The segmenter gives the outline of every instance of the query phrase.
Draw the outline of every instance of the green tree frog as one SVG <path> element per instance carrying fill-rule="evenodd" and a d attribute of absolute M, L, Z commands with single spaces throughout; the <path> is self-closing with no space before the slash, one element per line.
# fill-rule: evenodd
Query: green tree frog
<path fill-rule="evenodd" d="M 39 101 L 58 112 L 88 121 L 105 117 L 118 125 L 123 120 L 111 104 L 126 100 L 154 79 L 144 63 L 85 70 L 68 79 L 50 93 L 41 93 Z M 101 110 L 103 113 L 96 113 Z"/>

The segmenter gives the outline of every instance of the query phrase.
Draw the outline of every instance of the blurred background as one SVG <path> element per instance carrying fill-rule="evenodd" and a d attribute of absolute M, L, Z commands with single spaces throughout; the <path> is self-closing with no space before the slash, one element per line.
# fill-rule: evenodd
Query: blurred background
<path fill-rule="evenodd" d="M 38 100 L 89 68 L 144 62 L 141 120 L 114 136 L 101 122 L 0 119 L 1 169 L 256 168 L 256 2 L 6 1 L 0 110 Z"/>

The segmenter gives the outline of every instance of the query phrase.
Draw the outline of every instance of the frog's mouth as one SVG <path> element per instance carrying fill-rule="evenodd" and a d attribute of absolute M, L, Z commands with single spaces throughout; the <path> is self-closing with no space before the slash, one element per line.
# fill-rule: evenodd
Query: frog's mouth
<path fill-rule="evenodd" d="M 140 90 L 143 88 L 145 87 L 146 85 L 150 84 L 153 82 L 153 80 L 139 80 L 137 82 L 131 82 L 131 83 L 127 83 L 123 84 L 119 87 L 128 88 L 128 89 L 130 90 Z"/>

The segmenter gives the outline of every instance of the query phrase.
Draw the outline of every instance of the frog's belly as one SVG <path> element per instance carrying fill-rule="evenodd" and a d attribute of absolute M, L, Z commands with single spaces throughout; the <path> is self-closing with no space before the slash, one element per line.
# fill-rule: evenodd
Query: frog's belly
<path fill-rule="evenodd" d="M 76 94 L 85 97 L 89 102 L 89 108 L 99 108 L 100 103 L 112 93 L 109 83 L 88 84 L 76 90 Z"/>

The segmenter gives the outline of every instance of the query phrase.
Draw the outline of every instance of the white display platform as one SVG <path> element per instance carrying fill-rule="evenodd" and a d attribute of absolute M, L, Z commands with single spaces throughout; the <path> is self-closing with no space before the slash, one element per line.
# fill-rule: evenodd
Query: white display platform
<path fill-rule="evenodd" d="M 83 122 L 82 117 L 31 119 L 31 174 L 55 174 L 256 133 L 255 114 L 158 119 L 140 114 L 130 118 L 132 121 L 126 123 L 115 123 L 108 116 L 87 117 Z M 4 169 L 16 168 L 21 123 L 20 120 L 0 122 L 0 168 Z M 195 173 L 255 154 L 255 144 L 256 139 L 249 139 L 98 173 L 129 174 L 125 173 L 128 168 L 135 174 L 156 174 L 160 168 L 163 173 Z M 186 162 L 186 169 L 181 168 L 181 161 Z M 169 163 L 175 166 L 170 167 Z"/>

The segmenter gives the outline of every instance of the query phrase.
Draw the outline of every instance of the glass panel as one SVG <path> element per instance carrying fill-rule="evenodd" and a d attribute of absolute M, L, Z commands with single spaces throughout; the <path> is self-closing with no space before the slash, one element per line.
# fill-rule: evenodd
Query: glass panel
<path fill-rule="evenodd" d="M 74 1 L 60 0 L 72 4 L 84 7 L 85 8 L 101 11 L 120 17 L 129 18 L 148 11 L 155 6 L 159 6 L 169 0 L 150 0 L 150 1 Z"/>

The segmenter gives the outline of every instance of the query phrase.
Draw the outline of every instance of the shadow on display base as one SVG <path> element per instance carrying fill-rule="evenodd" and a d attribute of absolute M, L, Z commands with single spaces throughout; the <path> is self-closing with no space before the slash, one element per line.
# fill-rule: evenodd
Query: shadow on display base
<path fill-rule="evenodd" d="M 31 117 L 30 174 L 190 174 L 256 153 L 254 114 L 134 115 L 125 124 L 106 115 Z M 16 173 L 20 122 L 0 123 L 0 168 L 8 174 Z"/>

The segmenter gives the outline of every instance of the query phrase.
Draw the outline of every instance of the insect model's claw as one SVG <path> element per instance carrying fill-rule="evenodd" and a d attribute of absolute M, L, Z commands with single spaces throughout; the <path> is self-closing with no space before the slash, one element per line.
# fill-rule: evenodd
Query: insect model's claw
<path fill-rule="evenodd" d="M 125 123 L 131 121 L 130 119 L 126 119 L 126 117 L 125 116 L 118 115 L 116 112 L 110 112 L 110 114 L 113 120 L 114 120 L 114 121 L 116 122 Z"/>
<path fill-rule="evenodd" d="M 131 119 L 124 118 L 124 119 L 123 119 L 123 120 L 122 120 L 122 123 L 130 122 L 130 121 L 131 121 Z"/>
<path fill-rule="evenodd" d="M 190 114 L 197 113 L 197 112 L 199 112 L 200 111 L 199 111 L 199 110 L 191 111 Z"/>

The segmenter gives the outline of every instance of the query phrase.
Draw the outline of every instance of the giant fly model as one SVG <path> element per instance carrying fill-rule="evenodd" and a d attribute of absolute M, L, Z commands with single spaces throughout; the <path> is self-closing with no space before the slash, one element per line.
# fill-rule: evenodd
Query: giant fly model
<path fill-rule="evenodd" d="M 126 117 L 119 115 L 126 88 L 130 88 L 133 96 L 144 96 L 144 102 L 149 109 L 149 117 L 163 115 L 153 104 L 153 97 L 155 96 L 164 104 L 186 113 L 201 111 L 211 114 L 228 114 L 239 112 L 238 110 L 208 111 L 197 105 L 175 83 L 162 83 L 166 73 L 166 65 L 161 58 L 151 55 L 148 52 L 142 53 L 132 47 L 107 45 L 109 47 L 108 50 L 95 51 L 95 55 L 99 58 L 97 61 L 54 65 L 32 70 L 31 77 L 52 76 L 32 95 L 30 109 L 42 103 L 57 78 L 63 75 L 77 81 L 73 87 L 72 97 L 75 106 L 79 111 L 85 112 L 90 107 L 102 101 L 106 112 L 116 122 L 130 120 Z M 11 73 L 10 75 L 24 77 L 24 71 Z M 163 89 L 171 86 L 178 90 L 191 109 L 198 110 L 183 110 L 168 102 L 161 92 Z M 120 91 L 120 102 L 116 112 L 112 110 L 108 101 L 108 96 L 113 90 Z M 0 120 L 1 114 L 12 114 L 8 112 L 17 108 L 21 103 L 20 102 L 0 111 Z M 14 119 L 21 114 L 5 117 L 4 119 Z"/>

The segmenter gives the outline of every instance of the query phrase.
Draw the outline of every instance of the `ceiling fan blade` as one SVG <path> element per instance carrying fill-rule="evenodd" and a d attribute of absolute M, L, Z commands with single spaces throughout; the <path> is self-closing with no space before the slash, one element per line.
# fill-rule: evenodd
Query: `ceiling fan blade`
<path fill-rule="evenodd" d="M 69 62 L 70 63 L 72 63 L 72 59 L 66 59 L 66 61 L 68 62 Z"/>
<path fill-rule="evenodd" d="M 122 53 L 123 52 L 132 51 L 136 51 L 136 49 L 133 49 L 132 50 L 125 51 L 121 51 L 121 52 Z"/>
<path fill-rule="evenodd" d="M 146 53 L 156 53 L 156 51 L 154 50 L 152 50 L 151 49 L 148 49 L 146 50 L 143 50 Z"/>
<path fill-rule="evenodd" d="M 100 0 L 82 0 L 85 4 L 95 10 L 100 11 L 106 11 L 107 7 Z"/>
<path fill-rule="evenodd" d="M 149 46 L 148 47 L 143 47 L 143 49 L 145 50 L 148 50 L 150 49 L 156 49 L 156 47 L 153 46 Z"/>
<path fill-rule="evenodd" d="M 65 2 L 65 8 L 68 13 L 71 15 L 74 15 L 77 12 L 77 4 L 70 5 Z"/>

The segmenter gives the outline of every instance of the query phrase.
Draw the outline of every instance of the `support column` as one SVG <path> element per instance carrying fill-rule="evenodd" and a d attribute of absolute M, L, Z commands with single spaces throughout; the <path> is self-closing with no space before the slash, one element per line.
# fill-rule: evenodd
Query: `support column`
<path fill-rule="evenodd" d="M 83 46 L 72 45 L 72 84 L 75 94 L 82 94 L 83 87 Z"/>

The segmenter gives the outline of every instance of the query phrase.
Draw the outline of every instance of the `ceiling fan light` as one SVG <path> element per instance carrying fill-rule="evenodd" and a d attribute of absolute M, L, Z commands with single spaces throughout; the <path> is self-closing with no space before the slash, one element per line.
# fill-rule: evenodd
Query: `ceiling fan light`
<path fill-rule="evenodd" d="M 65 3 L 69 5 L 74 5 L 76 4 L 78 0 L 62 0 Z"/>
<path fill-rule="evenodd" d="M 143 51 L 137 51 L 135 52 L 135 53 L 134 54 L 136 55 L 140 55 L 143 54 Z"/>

TESTO DEL PROBLEMA
Per favore, ricopia senza alcuna modifica le righe che vanno dall'inizio delle voci fino alla riga che contiene "38 100 L 89", compresa quest'ultima.

RISPOSTA
The segmenter gives the outline of every instance of the query phrase.
Draw the outline of every instance of the green tree frog as one SVG <path> element per instance carrying fill-rule="evenodd" and a d attribute of absolute M, L, Z commands with single spaces throughout; the <path> is self-closing with no space before the slash, one element per line.
# fill-rule: evenodd
Query: green tree frog
<path fill-rule="evenodd" d="M 39 101 L 58 112 L 88 121 L 105 117 L 118 125 L 123 120 L 111 104 L 126 100 L 154 79 L 144 63 L 85 70 L 68 79 L 50 93 L 41 93 Z M 101 110 L 103 113 L 96 113 Z"/>

The segmenter gives the outline of every instance of the query phrase.
Draw the outline of every instance of the blurred background as one SVG <path> element per instance carrying fill-rule="evenodd" and a d attribute of absolute M, L, Z commands with single spaces throughout; the <path> is self-closing with no space before the slash, one element per line.
# fill-rule: evenodd
Query: blurred background
<path fill-rule="evenodd" d="M 38 100 L 89 68 L 144 62 L 141 120 L 114 136 L 101 122 L 0 119 L 1 169 L 256 168 L 256 2 L 6 1 L 0 110 Z"/>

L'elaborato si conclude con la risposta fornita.